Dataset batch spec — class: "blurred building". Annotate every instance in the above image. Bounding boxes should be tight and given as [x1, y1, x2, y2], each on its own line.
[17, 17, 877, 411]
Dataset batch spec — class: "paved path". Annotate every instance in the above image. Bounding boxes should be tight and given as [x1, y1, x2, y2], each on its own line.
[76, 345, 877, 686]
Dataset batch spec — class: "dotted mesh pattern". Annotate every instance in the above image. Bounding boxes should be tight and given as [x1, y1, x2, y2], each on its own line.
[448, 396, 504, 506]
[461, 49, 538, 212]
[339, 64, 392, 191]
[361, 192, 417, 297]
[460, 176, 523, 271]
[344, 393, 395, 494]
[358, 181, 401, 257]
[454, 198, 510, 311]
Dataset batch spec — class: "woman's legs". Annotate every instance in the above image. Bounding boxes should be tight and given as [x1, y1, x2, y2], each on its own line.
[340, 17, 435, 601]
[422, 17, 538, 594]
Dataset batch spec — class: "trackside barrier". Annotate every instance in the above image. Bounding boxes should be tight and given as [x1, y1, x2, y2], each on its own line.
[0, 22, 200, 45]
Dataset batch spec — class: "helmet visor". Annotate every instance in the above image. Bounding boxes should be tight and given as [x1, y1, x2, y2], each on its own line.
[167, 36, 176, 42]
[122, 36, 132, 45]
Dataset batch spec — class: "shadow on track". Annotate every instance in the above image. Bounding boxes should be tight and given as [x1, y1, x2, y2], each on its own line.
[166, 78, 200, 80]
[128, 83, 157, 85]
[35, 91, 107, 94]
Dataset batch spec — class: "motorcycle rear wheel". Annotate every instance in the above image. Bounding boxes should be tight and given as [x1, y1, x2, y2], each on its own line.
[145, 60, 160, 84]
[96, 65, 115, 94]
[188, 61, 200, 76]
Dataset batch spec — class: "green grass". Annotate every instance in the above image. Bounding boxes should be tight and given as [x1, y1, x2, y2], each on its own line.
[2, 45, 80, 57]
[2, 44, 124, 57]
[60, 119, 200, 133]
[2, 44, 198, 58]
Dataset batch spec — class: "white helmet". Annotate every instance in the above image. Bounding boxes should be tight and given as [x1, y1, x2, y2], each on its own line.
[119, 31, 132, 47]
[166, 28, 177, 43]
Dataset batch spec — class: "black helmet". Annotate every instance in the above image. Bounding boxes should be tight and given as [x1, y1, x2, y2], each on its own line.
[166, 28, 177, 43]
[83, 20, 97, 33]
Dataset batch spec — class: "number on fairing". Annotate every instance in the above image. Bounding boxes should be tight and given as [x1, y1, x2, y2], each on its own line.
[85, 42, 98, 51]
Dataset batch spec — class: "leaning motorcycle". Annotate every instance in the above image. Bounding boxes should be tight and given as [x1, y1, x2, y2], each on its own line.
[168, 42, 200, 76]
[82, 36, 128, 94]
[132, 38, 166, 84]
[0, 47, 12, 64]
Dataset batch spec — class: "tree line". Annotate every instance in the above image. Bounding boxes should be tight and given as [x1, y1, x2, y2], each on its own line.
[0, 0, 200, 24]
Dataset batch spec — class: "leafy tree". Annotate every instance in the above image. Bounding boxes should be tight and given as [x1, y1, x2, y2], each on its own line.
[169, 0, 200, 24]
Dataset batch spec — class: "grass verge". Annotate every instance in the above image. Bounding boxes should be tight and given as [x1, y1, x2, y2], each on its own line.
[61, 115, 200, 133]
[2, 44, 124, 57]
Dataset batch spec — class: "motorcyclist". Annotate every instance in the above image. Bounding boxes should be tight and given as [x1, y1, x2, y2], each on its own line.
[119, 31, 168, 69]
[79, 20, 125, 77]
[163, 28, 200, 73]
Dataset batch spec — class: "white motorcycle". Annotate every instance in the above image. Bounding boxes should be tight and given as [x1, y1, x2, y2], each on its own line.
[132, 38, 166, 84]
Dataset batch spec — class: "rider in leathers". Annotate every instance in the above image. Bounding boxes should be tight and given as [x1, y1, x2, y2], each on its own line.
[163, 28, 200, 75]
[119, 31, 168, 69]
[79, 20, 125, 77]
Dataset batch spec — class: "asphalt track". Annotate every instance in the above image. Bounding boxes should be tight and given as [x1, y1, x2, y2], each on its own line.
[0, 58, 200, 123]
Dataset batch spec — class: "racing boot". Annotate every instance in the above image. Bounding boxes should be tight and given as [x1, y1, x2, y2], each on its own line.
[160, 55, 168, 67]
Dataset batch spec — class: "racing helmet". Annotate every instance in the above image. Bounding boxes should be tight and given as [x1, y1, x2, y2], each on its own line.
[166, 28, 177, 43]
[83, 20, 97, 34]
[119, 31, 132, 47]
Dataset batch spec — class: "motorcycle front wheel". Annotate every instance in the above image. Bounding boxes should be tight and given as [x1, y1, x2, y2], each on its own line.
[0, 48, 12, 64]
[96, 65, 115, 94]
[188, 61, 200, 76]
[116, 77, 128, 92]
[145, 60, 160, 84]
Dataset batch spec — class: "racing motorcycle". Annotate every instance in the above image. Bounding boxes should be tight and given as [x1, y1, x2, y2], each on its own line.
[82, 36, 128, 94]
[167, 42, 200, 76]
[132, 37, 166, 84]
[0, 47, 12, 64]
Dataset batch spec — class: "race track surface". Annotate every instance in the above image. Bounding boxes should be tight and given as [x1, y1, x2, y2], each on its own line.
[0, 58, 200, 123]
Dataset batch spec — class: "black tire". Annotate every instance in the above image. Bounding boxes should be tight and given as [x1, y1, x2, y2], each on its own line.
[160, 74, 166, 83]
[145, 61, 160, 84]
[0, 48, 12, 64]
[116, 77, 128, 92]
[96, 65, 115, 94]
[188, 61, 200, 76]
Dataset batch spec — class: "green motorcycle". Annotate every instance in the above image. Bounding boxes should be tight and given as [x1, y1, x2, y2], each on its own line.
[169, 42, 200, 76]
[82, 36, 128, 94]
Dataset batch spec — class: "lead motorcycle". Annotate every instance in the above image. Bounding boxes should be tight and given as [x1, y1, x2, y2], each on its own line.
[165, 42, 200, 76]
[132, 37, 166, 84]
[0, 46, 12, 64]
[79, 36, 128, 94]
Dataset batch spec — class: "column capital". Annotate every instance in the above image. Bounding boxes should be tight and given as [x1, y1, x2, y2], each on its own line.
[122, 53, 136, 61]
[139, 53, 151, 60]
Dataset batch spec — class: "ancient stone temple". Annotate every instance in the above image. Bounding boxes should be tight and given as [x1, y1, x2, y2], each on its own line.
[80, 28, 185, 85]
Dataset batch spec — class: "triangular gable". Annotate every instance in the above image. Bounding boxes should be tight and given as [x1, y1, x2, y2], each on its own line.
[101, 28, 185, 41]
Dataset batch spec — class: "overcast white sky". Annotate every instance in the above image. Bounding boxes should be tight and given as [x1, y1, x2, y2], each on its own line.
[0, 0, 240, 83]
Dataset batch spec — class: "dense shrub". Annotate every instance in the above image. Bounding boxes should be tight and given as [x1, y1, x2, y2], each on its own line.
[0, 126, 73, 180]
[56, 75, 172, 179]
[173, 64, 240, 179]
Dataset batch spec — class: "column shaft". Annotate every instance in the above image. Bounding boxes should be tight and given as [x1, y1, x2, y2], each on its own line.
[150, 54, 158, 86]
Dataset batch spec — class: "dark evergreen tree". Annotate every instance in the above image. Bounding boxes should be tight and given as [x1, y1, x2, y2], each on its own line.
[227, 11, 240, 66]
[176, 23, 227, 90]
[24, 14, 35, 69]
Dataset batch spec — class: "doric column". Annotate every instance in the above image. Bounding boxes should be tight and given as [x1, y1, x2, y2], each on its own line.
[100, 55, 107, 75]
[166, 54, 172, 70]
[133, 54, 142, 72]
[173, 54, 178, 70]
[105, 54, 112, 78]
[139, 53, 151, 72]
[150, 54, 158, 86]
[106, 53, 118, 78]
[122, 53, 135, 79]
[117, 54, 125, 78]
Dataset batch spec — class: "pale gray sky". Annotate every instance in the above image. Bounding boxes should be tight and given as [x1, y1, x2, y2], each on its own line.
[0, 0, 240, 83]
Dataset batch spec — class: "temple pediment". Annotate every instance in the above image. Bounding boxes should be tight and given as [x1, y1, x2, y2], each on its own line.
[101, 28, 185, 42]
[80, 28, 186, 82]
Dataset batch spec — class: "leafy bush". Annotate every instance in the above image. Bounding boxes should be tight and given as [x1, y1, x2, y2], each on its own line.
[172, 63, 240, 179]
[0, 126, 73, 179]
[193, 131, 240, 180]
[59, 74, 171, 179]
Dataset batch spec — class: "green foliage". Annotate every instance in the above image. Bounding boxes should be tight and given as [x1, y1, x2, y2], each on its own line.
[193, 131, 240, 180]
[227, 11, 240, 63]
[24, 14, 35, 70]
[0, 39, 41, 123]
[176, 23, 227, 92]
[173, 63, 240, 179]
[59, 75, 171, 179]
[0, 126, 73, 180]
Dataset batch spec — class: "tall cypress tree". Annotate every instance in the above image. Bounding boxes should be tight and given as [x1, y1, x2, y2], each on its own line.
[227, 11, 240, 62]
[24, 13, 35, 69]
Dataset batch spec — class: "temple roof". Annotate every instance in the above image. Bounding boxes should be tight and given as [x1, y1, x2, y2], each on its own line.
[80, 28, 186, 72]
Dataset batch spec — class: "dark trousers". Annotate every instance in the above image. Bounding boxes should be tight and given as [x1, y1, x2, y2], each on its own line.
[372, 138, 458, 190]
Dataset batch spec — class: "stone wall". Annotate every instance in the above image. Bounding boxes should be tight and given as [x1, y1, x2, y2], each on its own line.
◆ ◆ ◆ ◆ ◆ ◆ ◆
• [Your instructions]:
Reproduce the listing from its first line through the line containing "[122, 36, 132, 45]", inclusive, and substitute "Mark each instance" for each occurrence of "Annotate every instance", changing nothing else.

• [Task solution]:
Dataset batch spec — class: "blurred building". Mark each instance in the above image. Bounding boxes should be tight and given as [x1, y1, x2, y2], each on its own line.
[17, 17, 877, 411]
Dataset batch spec — class: "paved path". Mark each instance in the above image. Bounding boxes should be tight and given as [x1, y1, x2, y2], each on its own line.
[76, 345, 877, 686]
Dataset batch spec — class: "dotted mesh pattern". Mark each instance in the above image. Bounding boxes should be tight and given as [x1, y1, x2, y2], each on its own line.
[448, 396, 504, 506]
[461, 49, 538, 212]
[339, 64, 392, 191]
[361, 192, 417, 297]
[460, 176, 523, 271]
[344, 393, 395, 494]
[358, 181, 401, 257]
[454, 198, 510, 311]
Dataset batch spec — class: "woman's legs". Mark each instance in the above image. Bounding boxes should be tight and given as [x1, y1, x2, y2], each on its own line.
[340, 17, 435, 601]
[422, 17, 538, 594]
Dataset batch spec — class: "trackside barrier". Mark each instance in the above image. Bounding boxes should be tight and given as [x1, y1, x2, y2], each on its own line.
[0, 22, 200, 45]
Dataset batch spec — class: "helmet visor". Mark each instance in the above image. Bounding boxes should be tight and given as [x1, y1, x2, y2], each on its own line.
[167, 36, 176, 42]
[122, 36, 132, 45]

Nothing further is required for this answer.